TASK TO CARRY OUT: Pick out every line in the listing below that contains the word "oven" and copy each of those lines.

** START **

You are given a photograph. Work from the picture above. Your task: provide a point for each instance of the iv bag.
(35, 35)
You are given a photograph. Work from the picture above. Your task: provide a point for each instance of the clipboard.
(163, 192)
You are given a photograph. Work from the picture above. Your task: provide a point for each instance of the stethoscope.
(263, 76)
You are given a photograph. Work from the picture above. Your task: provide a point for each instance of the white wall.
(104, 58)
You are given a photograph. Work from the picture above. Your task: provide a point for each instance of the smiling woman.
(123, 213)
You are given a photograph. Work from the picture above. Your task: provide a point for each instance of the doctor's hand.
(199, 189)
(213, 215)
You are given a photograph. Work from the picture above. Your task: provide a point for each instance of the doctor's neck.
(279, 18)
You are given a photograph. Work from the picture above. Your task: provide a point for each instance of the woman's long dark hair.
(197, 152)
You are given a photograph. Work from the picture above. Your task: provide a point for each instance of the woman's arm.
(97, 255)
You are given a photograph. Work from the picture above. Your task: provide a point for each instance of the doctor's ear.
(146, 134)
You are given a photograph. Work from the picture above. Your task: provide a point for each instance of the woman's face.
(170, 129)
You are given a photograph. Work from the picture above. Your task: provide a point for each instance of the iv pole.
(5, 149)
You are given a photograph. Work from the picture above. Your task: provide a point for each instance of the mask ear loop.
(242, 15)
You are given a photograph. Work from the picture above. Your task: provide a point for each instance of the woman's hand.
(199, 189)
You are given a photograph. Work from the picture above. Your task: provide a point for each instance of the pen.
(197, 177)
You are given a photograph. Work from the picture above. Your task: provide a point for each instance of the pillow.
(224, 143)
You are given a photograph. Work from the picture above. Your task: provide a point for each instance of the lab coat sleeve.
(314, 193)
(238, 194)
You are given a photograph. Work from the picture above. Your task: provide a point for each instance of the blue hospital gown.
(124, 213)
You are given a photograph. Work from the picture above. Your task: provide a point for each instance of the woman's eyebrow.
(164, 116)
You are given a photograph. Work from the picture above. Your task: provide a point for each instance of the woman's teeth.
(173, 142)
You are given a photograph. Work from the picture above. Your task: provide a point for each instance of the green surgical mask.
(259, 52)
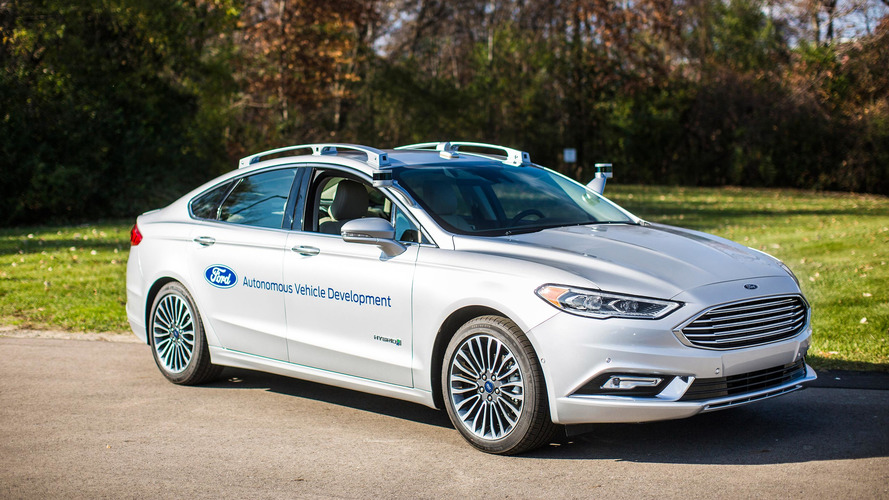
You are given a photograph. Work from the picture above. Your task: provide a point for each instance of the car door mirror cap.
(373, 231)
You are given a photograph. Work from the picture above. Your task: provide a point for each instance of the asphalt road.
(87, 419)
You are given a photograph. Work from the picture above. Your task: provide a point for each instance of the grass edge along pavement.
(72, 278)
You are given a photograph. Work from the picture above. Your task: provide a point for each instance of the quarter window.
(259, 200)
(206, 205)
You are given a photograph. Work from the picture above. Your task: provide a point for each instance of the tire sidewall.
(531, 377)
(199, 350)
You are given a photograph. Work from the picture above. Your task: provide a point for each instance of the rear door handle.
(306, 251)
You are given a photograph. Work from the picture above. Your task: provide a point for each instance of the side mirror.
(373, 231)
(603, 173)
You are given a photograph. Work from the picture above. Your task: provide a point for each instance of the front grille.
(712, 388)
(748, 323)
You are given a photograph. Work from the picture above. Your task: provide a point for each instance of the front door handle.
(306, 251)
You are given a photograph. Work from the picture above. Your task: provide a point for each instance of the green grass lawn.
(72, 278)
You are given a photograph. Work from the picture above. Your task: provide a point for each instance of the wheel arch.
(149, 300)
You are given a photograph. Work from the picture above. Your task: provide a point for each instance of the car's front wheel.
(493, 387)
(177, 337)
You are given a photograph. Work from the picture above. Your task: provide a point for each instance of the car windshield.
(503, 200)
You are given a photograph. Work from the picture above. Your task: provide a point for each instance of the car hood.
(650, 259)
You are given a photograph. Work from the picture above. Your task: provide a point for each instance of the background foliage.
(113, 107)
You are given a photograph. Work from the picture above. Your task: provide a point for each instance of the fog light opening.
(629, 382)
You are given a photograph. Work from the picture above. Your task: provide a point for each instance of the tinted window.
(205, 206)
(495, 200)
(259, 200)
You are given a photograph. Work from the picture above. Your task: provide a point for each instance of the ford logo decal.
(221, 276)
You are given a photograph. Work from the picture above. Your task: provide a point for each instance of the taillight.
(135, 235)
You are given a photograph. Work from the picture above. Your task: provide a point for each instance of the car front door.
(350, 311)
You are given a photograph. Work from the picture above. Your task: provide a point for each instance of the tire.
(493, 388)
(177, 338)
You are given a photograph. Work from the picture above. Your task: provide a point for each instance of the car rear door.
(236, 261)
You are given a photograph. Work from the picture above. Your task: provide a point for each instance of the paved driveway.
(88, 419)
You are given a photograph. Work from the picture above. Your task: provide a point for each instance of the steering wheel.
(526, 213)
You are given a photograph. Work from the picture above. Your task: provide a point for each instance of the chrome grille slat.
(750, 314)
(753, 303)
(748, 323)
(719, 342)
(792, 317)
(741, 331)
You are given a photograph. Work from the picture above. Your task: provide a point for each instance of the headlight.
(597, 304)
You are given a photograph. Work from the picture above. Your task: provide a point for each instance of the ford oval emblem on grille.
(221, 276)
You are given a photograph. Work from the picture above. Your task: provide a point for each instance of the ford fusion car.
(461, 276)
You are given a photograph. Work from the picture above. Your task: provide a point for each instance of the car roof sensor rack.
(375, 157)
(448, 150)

** END **
** START **

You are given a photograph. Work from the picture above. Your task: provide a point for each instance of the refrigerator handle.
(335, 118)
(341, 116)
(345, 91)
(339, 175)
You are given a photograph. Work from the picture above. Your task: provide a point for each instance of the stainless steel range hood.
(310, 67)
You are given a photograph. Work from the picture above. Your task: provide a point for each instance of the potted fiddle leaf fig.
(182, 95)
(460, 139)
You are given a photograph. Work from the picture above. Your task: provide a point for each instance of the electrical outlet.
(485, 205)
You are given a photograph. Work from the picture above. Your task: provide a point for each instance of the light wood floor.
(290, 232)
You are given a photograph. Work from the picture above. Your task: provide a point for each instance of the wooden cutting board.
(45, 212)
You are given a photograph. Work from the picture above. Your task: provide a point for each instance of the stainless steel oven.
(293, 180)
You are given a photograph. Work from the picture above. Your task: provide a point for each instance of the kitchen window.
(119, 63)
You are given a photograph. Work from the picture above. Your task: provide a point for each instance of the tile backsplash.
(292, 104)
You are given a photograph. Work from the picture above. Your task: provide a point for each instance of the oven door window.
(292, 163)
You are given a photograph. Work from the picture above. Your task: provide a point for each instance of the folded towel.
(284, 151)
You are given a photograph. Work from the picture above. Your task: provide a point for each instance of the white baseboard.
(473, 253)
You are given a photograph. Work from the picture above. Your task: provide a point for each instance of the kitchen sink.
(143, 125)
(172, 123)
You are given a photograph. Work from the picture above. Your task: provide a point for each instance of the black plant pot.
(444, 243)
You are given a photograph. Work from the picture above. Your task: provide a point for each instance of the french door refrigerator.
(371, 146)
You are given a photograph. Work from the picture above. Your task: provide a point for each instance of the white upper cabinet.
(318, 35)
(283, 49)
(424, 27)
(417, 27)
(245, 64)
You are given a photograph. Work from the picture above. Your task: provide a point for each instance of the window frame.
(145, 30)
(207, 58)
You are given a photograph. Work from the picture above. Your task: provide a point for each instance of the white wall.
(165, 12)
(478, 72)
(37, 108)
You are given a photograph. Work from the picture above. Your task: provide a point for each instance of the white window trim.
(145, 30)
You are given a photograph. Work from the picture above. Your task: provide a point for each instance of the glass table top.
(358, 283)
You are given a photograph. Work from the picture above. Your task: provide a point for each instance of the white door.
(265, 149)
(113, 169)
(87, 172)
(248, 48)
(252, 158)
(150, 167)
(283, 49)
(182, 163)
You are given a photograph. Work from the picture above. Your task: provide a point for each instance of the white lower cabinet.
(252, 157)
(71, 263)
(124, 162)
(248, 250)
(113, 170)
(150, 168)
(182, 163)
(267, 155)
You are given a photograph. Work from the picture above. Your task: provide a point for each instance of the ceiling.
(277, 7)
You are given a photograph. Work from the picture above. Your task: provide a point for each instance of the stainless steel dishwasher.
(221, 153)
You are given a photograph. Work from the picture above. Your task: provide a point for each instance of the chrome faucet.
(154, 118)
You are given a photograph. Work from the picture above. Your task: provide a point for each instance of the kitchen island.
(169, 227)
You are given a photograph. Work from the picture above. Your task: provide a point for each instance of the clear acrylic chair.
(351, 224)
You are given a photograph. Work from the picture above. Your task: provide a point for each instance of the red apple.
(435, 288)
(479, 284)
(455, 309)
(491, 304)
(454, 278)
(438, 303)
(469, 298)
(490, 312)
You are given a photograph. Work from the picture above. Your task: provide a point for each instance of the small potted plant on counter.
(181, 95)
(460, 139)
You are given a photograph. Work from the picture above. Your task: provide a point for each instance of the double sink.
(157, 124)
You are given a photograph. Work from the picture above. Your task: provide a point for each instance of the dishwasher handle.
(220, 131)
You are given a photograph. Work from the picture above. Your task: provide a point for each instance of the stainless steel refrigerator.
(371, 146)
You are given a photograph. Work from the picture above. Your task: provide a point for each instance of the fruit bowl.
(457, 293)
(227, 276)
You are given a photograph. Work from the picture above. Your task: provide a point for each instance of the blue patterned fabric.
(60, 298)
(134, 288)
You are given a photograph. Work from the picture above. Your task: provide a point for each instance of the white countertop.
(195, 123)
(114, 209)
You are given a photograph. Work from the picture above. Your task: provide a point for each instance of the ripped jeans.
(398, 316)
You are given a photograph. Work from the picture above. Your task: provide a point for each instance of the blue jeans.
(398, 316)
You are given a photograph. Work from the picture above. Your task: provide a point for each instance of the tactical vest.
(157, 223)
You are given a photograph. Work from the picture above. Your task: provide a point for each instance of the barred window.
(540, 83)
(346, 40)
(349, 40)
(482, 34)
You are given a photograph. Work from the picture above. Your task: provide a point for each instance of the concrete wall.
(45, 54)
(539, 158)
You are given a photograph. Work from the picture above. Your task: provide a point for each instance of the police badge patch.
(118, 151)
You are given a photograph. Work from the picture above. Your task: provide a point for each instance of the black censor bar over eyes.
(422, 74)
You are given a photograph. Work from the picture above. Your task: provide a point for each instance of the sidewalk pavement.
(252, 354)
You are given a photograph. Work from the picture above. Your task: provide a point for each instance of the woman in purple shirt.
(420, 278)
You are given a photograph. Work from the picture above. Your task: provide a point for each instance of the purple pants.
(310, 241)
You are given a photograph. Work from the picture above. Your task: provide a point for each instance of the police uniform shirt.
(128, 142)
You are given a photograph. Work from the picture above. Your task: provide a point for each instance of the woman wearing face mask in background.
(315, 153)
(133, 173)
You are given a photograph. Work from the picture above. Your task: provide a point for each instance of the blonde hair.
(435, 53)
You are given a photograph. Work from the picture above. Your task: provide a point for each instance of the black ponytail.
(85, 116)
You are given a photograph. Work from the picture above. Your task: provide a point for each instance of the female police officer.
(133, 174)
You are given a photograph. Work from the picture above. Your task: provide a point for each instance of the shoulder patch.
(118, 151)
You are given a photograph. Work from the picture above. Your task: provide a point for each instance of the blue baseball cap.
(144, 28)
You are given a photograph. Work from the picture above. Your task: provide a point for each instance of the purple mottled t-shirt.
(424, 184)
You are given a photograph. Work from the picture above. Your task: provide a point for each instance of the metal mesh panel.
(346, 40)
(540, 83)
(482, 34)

** END **

SOLUTION TO THE EXERCISE:
You are given a photograph. Work from the picture above. Your task: provide a point for each instance of the stainless steel oven.
You are given a photograph. Work from the picture above. Your task: provide a point for each instance of the oven door window.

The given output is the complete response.